Dataset excerpts on pointing to objects
========

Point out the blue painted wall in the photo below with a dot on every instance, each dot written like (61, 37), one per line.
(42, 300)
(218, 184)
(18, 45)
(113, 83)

========

Recast the material above as a two-column CSV headed input and output, with one row per text and its answer. Put each value in a double-quoted field and replace its line breaks with spaces.

input,output
"Point out the blue painted wall in the photo below with a dot on every instance, each dot written like (61, 37), one per line.","(42, 300) (218, 184) (18, 45) (113, 83)"